*EXERCISE BRIEF*: Give every line of the listing back, exactly as written.

EXERCISE MATERIAL: Begin

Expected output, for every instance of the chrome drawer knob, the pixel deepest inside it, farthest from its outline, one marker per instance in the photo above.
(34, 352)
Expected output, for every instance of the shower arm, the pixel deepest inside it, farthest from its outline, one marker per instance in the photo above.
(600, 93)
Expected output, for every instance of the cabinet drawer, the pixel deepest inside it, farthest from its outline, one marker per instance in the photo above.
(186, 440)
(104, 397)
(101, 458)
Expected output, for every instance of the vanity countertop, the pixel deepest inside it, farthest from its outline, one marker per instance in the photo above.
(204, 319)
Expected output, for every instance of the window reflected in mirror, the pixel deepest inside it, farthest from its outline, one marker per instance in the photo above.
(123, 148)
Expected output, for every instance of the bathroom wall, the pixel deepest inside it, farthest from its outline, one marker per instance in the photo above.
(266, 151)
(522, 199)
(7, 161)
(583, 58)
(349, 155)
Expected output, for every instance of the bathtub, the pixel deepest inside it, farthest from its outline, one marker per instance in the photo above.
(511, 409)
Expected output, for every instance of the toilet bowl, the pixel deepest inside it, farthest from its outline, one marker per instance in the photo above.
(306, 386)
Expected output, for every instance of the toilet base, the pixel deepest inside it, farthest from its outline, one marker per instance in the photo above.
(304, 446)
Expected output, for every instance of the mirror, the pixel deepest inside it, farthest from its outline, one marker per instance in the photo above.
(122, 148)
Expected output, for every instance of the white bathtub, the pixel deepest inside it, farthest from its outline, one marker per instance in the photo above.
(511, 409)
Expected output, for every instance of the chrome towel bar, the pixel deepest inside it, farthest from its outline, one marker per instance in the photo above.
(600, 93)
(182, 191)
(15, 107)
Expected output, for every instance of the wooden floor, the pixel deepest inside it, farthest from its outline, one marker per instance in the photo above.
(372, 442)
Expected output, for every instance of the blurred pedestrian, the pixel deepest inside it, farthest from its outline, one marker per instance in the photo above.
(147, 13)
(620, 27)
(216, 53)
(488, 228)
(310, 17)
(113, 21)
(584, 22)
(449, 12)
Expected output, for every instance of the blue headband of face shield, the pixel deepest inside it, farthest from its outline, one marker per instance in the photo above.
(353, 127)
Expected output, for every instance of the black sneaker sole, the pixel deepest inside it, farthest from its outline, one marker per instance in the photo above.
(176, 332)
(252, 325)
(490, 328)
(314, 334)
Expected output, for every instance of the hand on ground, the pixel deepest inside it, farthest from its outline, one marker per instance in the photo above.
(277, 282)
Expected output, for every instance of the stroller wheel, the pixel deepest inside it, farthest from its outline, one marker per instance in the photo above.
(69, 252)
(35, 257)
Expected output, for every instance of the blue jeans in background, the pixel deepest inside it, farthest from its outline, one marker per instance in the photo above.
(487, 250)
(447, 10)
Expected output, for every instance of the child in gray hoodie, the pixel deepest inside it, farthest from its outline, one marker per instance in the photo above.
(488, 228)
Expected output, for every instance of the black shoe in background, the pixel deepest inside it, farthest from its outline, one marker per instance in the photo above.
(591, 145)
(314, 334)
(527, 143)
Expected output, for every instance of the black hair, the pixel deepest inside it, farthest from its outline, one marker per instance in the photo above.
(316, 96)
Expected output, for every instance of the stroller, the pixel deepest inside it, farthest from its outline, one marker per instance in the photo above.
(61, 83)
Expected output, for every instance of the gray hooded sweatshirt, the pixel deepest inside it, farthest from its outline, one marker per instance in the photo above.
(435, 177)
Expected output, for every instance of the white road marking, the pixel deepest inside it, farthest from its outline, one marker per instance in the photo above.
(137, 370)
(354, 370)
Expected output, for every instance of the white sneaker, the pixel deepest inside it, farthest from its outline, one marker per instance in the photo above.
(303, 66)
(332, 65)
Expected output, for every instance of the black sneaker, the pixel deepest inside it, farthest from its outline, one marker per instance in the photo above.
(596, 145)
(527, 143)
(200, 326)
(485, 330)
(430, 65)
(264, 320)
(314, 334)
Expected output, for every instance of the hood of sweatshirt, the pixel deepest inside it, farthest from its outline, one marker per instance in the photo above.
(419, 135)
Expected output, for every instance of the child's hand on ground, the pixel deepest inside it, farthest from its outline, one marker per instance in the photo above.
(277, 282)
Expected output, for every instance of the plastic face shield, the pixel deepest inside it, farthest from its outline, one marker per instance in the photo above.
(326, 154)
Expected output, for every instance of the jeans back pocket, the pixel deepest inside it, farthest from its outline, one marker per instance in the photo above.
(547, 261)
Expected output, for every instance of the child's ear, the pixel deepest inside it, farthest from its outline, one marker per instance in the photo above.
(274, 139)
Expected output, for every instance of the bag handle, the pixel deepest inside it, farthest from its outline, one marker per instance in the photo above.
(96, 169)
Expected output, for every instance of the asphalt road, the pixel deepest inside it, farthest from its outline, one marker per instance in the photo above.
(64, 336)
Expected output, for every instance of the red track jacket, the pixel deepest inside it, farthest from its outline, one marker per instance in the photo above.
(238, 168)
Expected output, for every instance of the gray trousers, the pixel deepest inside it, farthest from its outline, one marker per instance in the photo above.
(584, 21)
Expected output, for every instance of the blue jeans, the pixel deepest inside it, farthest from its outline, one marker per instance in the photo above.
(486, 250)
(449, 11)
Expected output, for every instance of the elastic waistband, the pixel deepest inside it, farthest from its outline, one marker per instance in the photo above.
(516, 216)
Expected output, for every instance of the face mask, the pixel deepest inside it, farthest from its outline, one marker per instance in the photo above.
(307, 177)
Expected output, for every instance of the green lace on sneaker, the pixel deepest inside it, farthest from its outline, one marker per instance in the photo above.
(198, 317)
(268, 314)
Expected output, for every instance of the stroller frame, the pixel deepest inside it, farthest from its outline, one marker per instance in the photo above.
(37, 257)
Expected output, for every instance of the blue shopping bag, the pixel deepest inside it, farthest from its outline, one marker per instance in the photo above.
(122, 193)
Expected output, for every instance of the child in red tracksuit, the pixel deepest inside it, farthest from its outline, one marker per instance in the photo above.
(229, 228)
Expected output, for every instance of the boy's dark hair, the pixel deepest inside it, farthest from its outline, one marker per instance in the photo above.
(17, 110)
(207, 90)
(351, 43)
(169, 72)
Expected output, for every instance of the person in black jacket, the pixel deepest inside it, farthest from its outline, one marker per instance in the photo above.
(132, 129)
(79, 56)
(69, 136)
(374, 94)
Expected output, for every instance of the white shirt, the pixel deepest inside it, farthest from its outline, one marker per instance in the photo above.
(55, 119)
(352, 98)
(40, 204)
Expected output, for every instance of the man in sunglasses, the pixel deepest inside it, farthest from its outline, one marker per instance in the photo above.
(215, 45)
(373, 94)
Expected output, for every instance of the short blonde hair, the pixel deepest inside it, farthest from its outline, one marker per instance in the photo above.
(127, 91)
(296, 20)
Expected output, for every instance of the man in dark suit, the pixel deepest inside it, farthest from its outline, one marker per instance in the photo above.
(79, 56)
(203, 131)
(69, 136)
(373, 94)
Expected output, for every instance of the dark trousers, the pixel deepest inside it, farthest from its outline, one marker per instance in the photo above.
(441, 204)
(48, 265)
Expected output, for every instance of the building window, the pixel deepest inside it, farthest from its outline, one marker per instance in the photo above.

EXERCISE MATERIAL: End

*OUTPUT BELOW*:
Expected output, for every instance of the chrome drawer knob, the pixel deepest inside it, farthest from its outline, one marker per instance in the photo above.
(34, 352)
Expected output, for every instance of the shower arm, the pixel deepest inside it, farthest from its outline, one marker per instance in the photo above.
(600, 93)
Expected output, for every instance of the cabinet drawer, the pixel deepest inside it, farthest from its outline, one marker per instance in the photo above.
(186, 440)
(104, 397)
(101, 458)
Expected output, for every instance of the vanity countertop, the pixel deepest inside it, farthest from its outline, one marker per instance in the photo above.
(204, 319)
Expected output, for every instance of the window reflected in mirror, the pixel deepest inside it, farthest from its outline, one marker per instance in the photo above.
(123, 148)
Expected output, for every instance of the bathroom wall, the pixel deepest inside it, farthest from its outline, one marker per instance in the photo above.
(266, 151)
(522, 199)
(7, 161)
(583, 58)
(349, 155)
Expected output, for every instance of the bathtub, the pixel deepest inside it, farthest from its outline, one marker per instance in the photo above.
(511, 409)
Expected output, for every instance of the toilet bowl, the pixel deepest inside it, farthest from its outline, one marker per instance in the photo above.
(306, 386)
Expected output, for every instance of the toilet base, the pixel deepest inside it, farthest from its outline, one marker per instance in the photo above.
(304, 446)
Expected output, for every instance of the mirror, the pixel deepest inside it, farthest from its outline, one marker per instance in the photo above.
(122, 148)
Expected output, for every instance of the white bathtub, the pixel deepest inside it, farthest from its outline, one marker per instance in the photo above.
(511, 409)
Expected output, for every instance of the chrome towel bar, the pixel deepest inside it, farthest from its outline, one marker per instance in the photo above.
(600, 93)
(182, 191)
(15, 107)
Expected output, for every instance of the wooden floor, the pixel deepest inside it, farthest from its outline, one marker per instance in the photo above.
(372, 442)
Expected output, for every instance of the blurred pedestrian, the pixel deepest inside it, farthest from its outline, one marker per instance in the photo above.
(147, 13)
(620, 27)
(216, 53)
(488, 228)
(310, 17)
(113, 21)
(584, 22)
(449, 12)
Expected output, for every instance of the blue headband of face shield, the pixel deepest inside it, farthest from its outline, one marker per instance in the photo above.
(353, 127)
Expected output, for every instance of the black sneaker sole, the pixel deepest inside it, farthest from its outline, one marker per instance in the photo above.
(176, 332)
(252, 325)
(490, 328)
(314, 334)
Expected output, for every instance of the hand on ground, the pixel deepest inside it, farthest from its outline, one marker per instance in the photo above.
(277, 282)
Expected output, for every instance of the stroller wheel, the pixel deepest inside it, farthest from its outline, one marker per instance in the photo above.
(69, 252)
(35, 257)
Expected output, for every instance of the blue jeans in background, the pixel deepest inside it, farthest from its outline, one marker per instance in the photo above.
(487, 250)
(447, 10)
Expected output, for every instance of the child in gray hoodie, the pixel deepest inside it, farthest from its outline, one marker per instance in the photo above.
(488, 228)
Expected output, for every instance of the black shoe in background, the pixel deepest inside it, farthest from its outline, one marker per instance in the photo above.
(591, 145)
(314, 334)
(527, 143)
Expected output, for every instance of the black hair, the pixel deepest inside it, farthest from its outline, one marker per instance in the photo above.
(316, 96)
Expected output, for every instance of the stroller, the pixel deepest inside it, farthest from its outline, one marker per instance in the photo above.
(61, 83)
Expected output, for every instance of the gray hooded sweatshirt, the pixel deepest inside it, farthest from its outline, one marker per instance in the photo above.
(435, 177)
Expected output, for every instance of the white road marking, the pixel deepest inside it, farthest from its outline, one marker per instance in the photo above.
(137, 370)
(354, 370)
Expected output, for every instance of the white sneaker, the pixel deepest inside it, farthest from its outline, one marker per instance in the photo above.
(303, 66)
(332, 65)
Expected output, for every instance of the black sneaker, the pixel deepest inside it, farthest from its outline, one marker per instance in the photo above.
(596, 145)
(527, 143)
(200, 326)
(485, 330)
(430, 65)
(264, 320)
(314, 334)
Expected output, for every instance of the hood of sweatshirt, the pixel deepest inside it, farthest from its outline, one marker per instance in the photo above.
(419, 135)
Expected output, for every instance of the child's hand on ground, the pixel deepest inside it, farthest from its outline, one marker per instance in the photo above.
(277, 282)
Expected output, for every instance of the plastic face shield, the pixel deepest inside it, farthest from its outline, one marker per instance in the photo above.
(326, 154)
Expected output, for every instance of the jeans back pocket, the pixel deepest inside it, farthest from its outline, one marker per instance in the photo above.
(547, 261)
Expected output, for every instance of the child's ear, the pixel deepest inside it, farthest from its outline, one marker per instance in the photo above.
(274, 139)
Expected output, for every instance of the bag handle, the pixel deepest inside it, farthest from its outline, one marker per instance in the photo above.
(96, 169)
Expected output, for every instance of the asphalt road, the pixel deepest inside it, farthest from its outline, one marker per instance in the photo above.
(64, 336)
Expected output, for every instance of the red track jacket, the pixel deepest inside it, farthest from its outline, one marker per instance in the photo above.
(238, 168)
Expected output, for every instance of the gray trousers, the pixel deepest inside it, farthest from its outline, one marker per instance in the photo above.
(584, 21)
Expected output, for every instance of the blue jeans, the pixel deepest inside it, farthest from its outline, one marker per instance in the photo above.
(486, 250)
(449, 11)
Expected output, for every instance of the elastic waistband, the pixel deepest inside it, farthest from its outline, one marker per instance in the photo above.
(516, 216)
Expected output, for every instance of the face mask, the pixel deepest inside it, farthest from its outline, one marker per instance in the photo above.
(307, 177)
Expected output, for every instance of the green lace on sneaker, the pixel deepest inside it, farthest from its outline, one marker per instance in the photo above.
(198, 317)
(268, 314)
Expected output, for every instance of the stroller frame, the pixel deepest inside it, farthest from its outline, one marker per instance in the photo above.
(37, 257)
Expected output, for every instance of the blue shopping bag, the pixel deepest inside it, farthest from its outline, one marker per instance in the photo above.
(122, 193)
Expected output, for every instance of the child in red tracksuit, the pixel deepest inside it, farthest from its outline, one marker per instance in the photo above.
(229, 228)
Expected output, for every instance of the boy's dark hair, the pixel deepest inside it, farthest from its outline, one marker per instance in the photo above.
(17, 110)
(207, 90)
(351, 43)
(169, 72)
Expected output, for every instance of the person in black jacket, the pixel deepest inside it, farthest from its outline, one marker per instance in the photo above.
(132, 129)
(79, 56)
(69, 136)
(374, 94)
Expected output, for every instance of the white shirt, the pixel deepest inside it, farthest from its outline, one marker per instance in the photo above.
(55, 119)
(352, 98)
(40, 204)
Expected output, for every instance of the man in sunglasses, the pixel deepest inside it, farthest from its outline, one marker per instance in the photo above.
(215, 45)
(373, 94)
Expected output, for every instance of the short blonde hair, the pixel deepest inside it, farthest from its outline, one marker per instance in the photo above.
(127, 91)
(296, 20)
Expected output, for every instance of the man in dark suit, the pixel deepest inside it, farthest from its outline, one marker per instance in the photo above.
(79, 56)
(203, 131)
(69, 136)
(373, 94)
Expected output, for every instance of the dark trousers, the pixel deepest inside it, farthest from its outline, one marker per instance in the photo above.
(441, 204)
(48, 265)
Expected output, for every instance of the building window, the pixel deepest inside it, farthest from its outline, one marker per instance in the photo above.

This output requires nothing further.